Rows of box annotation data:
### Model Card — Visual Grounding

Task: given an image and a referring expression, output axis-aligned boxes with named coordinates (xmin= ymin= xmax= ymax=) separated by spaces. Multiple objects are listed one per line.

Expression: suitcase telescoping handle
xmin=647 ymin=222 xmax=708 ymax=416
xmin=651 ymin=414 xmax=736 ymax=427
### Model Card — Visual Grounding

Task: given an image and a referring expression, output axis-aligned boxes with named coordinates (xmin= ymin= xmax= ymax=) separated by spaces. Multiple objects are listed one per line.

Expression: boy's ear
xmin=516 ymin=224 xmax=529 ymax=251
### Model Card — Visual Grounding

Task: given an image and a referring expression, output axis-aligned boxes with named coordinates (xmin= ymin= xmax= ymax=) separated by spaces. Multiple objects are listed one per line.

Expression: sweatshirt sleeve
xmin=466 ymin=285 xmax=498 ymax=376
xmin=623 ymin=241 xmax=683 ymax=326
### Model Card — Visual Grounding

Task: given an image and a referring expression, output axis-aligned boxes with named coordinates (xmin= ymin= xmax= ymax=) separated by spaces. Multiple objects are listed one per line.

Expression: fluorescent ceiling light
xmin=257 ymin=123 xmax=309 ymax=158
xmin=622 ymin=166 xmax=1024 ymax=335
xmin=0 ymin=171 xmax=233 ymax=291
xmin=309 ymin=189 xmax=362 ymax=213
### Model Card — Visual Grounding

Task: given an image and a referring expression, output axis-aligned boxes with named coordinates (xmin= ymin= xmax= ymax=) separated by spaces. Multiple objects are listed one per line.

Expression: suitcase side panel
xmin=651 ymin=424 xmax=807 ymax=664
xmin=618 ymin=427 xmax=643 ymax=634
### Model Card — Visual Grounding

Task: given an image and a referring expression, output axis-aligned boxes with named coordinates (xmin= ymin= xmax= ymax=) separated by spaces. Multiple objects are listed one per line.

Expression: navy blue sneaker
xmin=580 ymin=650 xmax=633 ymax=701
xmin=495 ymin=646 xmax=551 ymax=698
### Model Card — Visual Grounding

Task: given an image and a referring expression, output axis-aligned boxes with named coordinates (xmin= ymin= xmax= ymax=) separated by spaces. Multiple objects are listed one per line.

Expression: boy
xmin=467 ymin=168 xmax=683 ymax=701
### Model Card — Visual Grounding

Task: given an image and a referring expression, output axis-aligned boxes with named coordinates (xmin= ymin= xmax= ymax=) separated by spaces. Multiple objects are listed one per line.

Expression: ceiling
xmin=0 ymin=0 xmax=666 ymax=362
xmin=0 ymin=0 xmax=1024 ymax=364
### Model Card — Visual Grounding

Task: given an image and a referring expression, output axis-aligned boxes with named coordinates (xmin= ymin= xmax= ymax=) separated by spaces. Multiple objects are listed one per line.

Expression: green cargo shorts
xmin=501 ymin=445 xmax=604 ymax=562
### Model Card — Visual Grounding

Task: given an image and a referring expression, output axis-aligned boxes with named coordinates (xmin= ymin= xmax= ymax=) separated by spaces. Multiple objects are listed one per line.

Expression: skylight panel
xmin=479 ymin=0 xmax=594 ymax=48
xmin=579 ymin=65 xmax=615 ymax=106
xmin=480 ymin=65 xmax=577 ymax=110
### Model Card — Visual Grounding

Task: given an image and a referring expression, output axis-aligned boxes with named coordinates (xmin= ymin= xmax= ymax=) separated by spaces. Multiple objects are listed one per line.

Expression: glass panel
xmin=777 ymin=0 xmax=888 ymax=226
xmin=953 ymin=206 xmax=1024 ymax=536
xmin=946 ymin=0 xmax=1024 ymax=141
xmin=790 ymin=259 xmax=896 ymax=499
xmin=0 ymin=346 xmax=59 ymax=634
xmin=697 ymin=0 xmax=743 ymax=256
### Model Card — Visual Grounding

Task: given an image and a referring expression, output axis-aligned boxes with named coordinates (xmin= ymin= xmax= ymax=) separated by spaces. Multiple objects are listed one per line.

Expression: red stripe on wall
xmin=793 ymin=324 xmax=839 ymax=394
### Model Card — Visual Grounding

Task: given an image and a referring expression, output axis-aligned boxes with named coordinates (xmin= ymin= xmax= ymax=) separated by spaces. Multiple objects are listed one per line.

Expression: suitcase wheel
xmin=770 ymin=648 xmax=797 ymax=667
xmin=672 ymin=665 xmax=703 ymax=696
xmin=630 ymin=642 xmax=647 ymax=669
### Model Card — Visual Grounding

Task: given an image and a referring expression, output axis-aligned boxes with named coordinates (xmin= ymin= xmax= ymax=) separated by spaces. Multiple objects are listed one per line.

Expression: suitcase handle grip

## Short exercise
Gather every line in the entries above that contains the word "panel".

## The solution
Expression: suitcase side panel
Expression: skylight panel
Expression: glass panel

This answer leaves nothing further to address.